Records provided »
------------------------

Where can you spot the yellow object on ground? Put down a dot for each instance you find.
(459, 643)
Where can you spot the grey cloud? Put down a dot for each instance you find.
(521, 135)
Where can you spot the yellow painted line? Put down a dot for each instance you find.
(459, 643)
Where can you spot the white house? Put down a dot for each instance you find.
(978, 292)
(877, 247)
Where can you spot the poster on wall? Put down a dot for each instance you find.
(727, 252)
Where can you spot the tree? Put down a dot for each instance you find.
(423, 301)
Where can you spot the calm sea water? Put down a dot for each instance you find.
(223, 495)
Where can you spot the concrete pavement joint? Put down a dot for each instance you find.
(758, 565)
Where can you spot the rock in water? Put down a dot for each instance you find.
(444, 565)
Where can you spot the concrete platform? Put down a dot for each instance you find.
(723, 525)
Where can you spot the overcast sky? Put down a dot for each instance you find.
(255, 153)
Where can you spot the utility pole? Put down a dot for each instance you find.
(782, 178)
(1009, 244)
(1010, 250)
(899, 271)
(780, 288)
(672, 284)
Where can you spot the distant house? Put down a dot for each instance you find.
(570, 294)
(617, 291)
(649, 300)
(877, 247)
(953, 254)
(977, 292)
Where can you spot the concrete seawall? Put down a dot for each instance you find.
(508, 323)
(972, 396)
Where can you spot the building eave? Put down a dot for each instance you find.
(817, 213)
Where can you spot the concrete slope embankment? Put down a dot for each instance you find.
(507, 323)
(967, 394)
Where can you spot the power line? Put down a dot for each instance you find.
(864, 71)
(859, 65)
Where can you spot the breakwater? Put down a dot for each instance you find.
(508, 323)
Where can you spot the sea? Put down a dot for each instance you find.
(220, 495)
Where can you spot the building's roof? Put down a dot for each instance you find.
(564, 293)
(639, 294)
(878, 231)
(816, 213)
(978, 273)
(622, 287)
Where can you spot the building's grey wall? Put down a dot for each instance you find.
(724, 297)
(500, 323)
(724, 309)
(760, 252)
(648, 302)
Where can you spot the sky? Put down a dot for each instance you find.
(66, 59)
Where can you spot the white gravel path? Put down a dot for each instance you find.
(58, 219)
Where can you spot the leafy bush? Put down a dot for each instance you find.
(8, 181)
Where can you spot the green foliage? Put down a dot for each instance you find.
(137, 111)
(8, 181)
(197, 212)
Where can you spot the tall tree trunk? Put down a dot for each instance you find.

------------------------

Aim »
Every entry must be quoted exactly as it appears above.

The reply »
Where can you spot the yellow object on ground? Put down a dot for each instance you find.
(459, 643)
Where can you spot the grey cloud? Put down a dot for each instance you find.
(521, 135)
Where can you spot the yellow painted line? Put down a dot for each instance you find.
(459, 643)
Where can you spot the white house? Put down a dot for each instance you find.
(978, 292)
(877, 247)
Where can you spot the poster on wall? Put down a dot for each instance you find.
(727, 252)
Where can you spot the tree? Put down a dot for each instance you find.
(423, 301)
Where can you spot the calm sea water? Put down a dot for each instance you find.
(223, 495)
Where can you spot the concrete pavement joint? Put down a dot for each instance you find.
(758, 565)
Where can you spot the rock in water? Put down a dot for each instance you find.
(444, 565)
Where can you spot the concrete platform? Put down a dot for each instance you find.
(723, 525)
Where can you spot the overcast sky? Put down a dot for each instance you find.
(255, 153)
Where can you spot the utility pole? Put down a dot for each instance you find.
(782, 178)
(1009, 244)
(1010, 250)
(899, 271)
(780, 288)
(672, 284)
Where can you spot the distant house? Put down a dot for each instance you find.
(570, 294)
(617, 291)
(649, 300)
(877, 247)
(953, 254)
(977, 292)
Where can you spot the concrete seawall? Put down a dot for each instance you find.
(508, 323)
(972, 396)
Where can you spot the building eave? Put down a dot for each instance you find.
(817, 213)
Where can you spot the concrete slope embankment? Put down a dot for each instance you find.
(507, 323)
(967, 394)
Where can you spot the power line? Put down a dot for each instance you find.
(864, 71)
(859, 65)
Where can you spot the breakwater? Put down a dot for each instance you find.
(508, 323)
Where can you spot the sea? Put down a dot for each instance you find.
(220, 495)
Where can you spot the building's roof? Put down a dot for each instance you find.
(564, 293)
(639, 294)
(878, 231)
(816, 213)
(978, 273)
(622, 287)
Where can you spot the building's grey wall? Put down a dot for each instance you find.
(724, 297)
(500, 323)
(724, 309)
(760, 252)
(648, 302)
Where can you spot the sky? Put down a dot for each instance you find.
(66, 59)
Where can you spot the white gravel path? Put down a dot for each instance you find.
(58, 219)
Where can you spot the leafy bush? Put down a dot for each instance you find.
(8, 181)
Where can you spot the green foliage? Put down a dot for each instance you find.
(137, 111)
(8, 181)
(197, 212)
Where can you spot the tall tree trunk? Put down a dot for each instance you find.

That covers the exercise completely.